Entries must be copied exactly, with nothing left out.
━━━ Available data ━━━
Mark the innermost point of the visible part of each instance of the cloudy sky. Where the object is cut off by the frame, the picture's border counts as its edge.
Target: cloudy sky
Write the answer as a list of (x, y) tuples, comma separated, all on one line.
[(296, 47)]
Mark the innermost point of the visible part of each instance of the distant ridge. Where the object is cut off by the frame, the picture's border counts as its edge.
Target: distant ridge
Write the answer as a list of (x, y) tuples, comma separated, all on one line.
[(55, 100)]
━━━
Completed task
Mark the innermost point of the visible part of each instance of the cloudy sky. Where the object is cut off by the frame, the picture's border counts as its edge.
Target: cloudy sky
Write the answer as a list of (x, y) tuples, comma separated, all on one line.
[(296, 47)]
Mark the innermost point of the visible part of each instance of the distant ridge. Where the object is cut off by the frame, the picture's border counts as its edge.
Target: distant ridge
Write the answer as a list of (x, y) tuples, comma separated, all on one line.
[(55, 100)]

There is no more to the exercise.